Task details:
Copy out each line below that contains the word "palm".

Box annotations for photos:
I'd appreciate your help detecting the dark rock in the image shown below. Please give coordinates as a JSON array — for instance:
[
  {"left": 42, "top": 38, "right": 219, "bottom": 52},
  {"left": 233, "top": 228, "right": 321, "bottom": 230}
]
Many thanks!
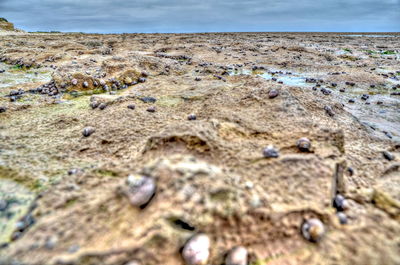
[{"left": 382, "top": 151, "right": 395, "bottom": 161}]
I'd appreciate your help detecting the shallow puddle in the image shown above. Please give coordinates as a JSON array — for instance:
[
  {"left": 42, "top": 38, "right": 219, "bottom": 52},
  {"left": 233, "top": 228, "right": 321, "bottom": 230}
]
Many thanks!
[
  {"left": 0, "top": 179, "right": 35, "bottom": 244},
  {"left": 0, "top": 63, "right": 51, "bottom": 88}
]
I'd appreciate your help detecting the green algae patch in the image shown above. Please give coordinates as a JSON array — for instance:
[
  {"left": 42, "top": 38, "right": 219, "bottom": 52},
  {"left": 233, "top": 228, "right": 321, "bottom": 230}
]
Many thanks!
[{"left": 0, "top": 179, "right": 36, "bottom": 244}]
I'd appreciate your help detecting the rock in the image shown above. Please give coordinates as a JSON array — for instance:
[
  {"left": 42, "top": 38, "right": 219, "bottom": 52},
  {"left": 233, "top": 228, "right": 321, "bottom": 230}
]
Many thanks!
[
  {"left": 336, "top": 212, "right": 348, "bottom": 225},
  {"left": 382, "top": 151, "right": 395, "bottom": 161},
  {"left": 139, "top": 97, "right": 157, "bottom": 103},
  {"left": 99, "top": 103, "right": 107, "bottom": 110},
  {"left": 82, "top": 127, "right": 95, "bottom": 137},
  {"left": 146, "top": 106, "right": 156, "bottom": 112},
  {"left": 297, "top": 137, "right": 311, "bottom": 152},
  {"left": 188, "top": 113, "right": 197, "bottom": 121},
  {"left": 301, "top": 218, "right": 325, "bottom": 242},
  {"left": 122, "top": 175, "right": 157, "bottom": 208},
  {"left": 324, "top": 106, "right": 335, "bottom": 117},
  {"left": 182, "top": 234, "right": 210, "bottom": 265},
  {"left": 333, "top": 194, "right": 349, "bottom": 212},
  {"left": 263, "top": 145, "right": 279, "bottom": 158},
  {"left": 225, "top": 246, "right": 248, "bottom": 265},
  {"left": 268, "top": 89, "right": 279, "bottom": 98}
]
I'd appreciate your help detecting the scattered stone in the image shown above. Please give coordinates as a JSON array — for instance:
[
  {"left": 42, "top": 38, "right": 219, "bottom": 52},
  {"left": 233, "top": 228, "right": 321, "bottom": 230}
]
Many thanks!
[
  {"left": 99, "top": 103, "right": 107, "bottom": 110},
  {"left": 268, "top": 89, "right": 279, "bottom": 98},
  {"left": 336, "top": 212, "right": 347, "bottom": 225},
  {"left": 225, "top": 246, "right": 248, "bottom": 265},
  {"left": 123, "top": 175, "right": 157, "bottom": 208},
  {"left": 301, "top": 218, "right": 325, "bottom": 242},
  {"left": 297, "top": 137, "right": 311, "bottom": 152},
  {"left": 128, "top": 104, "right": 136, "bottom": 110},
  {"left": 139, "top": 97, "right": 157, "bottom": 103},
  {"left": 333, "top": 194, "right": 349, "bottom": 212},
  {"left": 324, "top": 106, "right": 335, "bottom": 117},
  {"left": 82, "top": 127, "right": 95, "bottom": 137},
  {"left": 263, "top": 145, "right": 279, "bottom": 158},
  {"left": 182, "top": 234, "right": 210, "bottom": 265},
  {"left": 361, "top": 94, "right": 369, "bottom": 100},
  {"left": 89, "top": 101, "right": 100, "bottom": 109},
  {"left": 188, "top": 113, "right": 197, "bottom": 121},
  {"left": 146, "top": 106, "right": 156, "bottom": 112},
  {"left": 382, "top": 151, "right": 395, "bottom": 161}
]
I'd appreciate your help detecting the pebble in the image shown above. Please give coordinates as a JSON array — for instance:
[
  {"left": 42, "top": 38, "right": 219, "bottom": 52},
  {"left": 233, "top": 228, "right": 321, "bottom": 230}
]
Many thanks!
[
  {"left": 324, "top": 106, "right": 335, "bottom": 117},
  {"left": 361, "top": 94, "right": 369, "bottom": 100},
  {"left": 82, "top": 127, "right": 95, "bottom": 137},
  {"left": 297, "top": 137, "right": 311, "bottom": 152},
  {"left": 146, "top": 106, "right": 156, "bottom": 112},
  {"left": 333, "top": 194, "right": 349, "bottom": 212},
  {"left": 336, "top": 212, "right": 347, "bottom": 225},
  {"left": 139, "top": 97, "right": 157, "bottom": 103},
  {"left": 89, "top": 101, "right": 100, "bottom": 109},
  {"left": 125, "top": 175, "right": 157, "bottom": 208},
  {"left": 263, "top": 145, "right": 279, "bottom": 158},
  {"left": 182, "top": 234, "right": 210, "bottom": 265},
  {"left": 188, "top": 113, "right": 197, "bottom": 121},
  {"left": 99, "top": 103, "right": 107, "bottom": 110},
  {"left": 268, "top": 89, "right": 279, "bottom": 98},
  {"left": 225, "top": 246, "right": 248, "bottom": 265},
  {"left": 128, "top": 104, "right": 136, "bottom": 110},
  {"left": 301, "top": 218, "right": 325, "bottom": 242},
  {"left": 382, "top": 151, "right": 395, "bottom": 161}
]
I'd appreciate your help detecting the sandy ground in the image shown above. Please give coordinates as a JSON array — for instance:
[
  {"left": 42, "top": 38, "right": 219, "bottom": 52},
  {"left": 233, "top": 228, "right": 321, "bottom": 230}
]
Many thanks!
[{"left": 0, "top": 33, "right": 400, "bottom": 265}]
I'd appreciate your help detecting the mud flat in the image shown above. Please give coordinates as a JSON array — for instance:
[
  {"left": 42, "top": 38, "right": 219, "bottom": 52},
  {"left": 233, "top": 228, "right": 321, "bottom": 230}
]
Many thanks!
[{"left": 0, "top": 33, "right": 400, "bottom": 265}]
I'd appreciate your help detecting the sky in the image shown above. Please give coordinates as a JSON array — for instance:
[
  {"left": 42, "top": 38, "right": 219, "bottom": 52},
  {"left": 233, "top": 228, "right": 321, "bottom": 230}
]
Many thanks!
[{"left": 0, "top": 0, "right": 400, "bottom": 33}]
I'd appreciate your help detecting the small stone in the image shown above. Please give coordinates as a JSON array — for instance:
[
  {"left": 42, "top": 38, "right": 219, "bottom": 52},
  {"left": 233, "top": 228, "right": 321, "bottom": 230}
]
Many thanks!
[
  {"left": 124, "top": 175, "right": 157, "bottom": 208},
  {"left": 382, "top": 151, "right": 395, "bottom": 161},
  {"left": 297, "top": 137, "right": 311, "bottom": 152},
  {"left": 333, "top": 194, "right": 349, "bottom": 212},
  {"left": 225, "top": 246, "right": 248, "bottom": 265},
  {"left": 301, "top": 218, "right": 325, "bottom": 242},
  {"left": 188, "top": 113, "right": 197, "bottom": 121},
  {"left": 324, "top": 106, "right": 335, "bottom": 117},
  {"left": 139, "top": 97, "right": 157, "bottom": 103},
  {"left": 268, "top": 89, "right": 279, "bottom": 98},
  {"left": 82, "top": 127, "right": 95, "bottom": 137},
  {"left": 263, "top": 145, "right": 279, "bottom": 158},
  {"left": 182, "top": 234, "right": 210, "bottom": 265},
  {"left": 99, "top": 103, "right": 107, "bottom": 110},
  {"left": 336, "top": 212, "right": 347, "bottom": 225},
  {"left": 89, "top": 101, "right": 100, "bottom": 109},
  {"left": 361, "top": 94, "right": 369, "bottom": 100},
  {"left": 146, "top": 106, "right": 156, "bottom": 112}
]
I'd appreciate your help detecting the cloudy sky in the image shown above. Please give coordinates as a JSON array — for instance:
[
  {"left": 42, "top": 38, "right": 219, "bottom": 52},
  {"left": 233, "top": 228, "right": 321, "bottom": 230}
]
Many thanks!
[{"left": 0, "top": 0, "right": 400, "bottom": 33}]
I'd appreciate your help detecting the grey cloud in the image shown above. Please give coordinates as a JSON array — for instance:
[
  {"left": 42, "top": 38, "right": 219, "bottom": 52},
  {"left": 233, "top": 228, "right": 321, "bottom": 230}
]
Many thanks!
[{"left": 0, "top": 0, "right": 400, "bottom": 33}]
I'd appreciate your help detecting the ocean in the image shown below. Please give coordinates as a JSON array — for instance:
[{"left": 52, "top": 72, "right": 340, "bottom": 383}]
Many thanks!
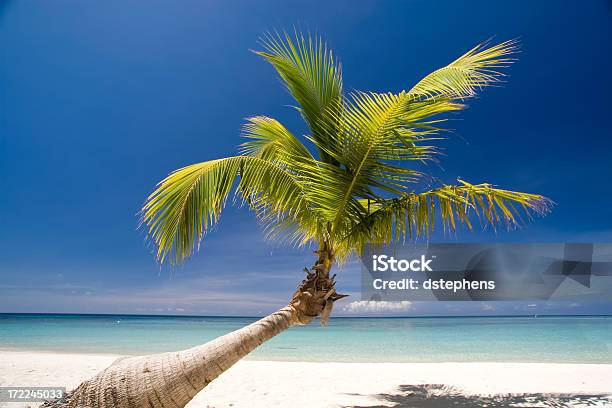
[{"left": 0, "top": 314, "right": 612, "bottom": 363}]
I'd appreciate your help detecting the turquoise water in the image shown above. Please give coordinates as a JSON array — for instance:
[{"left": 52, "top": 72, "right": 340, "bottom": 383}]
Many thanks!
[{"left": 0, "top": 314, "right": 612, "bottom": 363}]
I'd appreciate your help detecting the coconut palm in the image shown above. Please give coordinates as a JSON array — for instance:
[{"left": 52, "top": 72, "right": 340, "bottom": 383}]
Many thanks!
[{"left": 53, "top": 34, "right": 550, "bottom": 407}]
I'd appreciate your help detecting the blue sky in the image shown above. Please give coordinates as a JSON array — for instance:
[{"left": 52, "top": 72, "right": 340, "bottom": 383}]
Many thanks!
[{"left": 0, "top": 0, "right": 612, "bottom": 315}]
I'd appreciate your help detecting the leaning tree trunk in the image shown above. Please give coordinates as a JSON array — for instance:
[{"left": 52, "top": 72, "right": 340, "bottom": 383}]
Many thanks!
[{"left": 43, "top": 247, "right": 345, "bottom": 408}]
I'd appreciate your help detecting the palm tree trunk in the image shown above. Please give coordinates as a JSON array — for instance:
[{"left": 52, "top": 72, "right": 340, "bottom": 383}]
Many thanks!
[
  {"left": 56, "top": 306, "right": 299, "bottom": 408},
  {"left": 43, "top": 247, "right": 344, "bottom": 408}
]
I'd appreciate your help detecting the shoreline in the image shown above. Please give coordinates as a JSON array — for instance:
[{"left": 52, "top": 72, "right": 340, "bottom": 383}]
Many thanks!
[
  {"left": 0, "top": 350, "right": 612, "bottom": 408},
  {"left": 0, "top": 347, "right": 612, "bottom": 364}
]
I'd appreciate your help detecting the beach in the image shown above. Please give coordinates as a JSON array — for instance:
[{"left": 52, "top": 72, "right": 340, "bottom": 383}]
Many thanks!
[{"left": 0, "top": 351, "right": 612, "bottom": 408}]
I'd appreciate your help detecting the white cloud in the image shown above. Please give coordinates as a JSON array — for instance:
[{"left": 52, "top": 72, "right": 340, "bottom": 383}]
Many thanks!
[{"left": 342, "top": 300, "right": 412, "bottom": 313}]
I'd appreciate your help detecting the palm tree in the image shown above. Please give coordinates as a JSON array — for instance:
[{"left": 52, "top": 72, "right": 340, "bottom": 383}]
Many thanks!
[{"left": 51, "top": 33, "right": 551, "bottom": 407}]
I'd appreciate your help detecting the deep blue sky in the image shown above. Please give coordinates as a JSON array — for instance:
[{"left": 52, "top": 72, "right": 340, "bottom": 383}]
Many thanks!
[{"left": 0, "top": 0, "right": 612, "bottom": 315}]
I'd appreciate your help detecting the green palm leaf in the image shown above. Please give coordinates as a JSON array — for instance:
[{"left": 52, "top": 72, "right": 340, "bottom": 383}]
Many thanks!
[{"left": 142, "top": 33, "right": 552, "bottom": 263}]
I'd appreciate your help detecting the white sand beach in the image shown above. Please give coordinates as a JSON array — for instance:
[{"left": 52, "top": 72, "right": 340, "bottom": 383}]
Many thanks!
[{"left": 0, "top": 351, "right": 612, "bottom": 408}]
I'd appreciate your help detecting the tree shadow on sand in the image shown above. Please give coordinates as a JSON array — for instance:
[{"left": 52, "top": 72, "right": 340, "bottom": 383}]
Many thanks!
[{"left": 346, "top": 384, "right": 612, "bottom": 408}]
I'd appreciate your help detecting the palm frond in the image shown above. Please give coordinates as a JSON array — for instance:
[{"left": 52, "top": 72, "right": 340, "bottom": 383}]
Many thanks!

Expected output:
I'd appreciate your help detecting the coconut palm in the image shown above. Please give coordinates as a JSON array — for instance:
I'd appreciate your help detecting the palm tree trunk in the image shown above. Please give coordinates as a JSON array — for instance:
I'd appreciate your help detecting the palm tree in the image shown above. Please give coordinates as a JSON array — for instance:
I'd appreciate your help detecting the green palm leaf in the image shown above. Please give coordinates as a JSON array — for instance:
I'd appreciate your help detecting the palm frond in the image shown above. Please give coordinates as a JSON array — for instance:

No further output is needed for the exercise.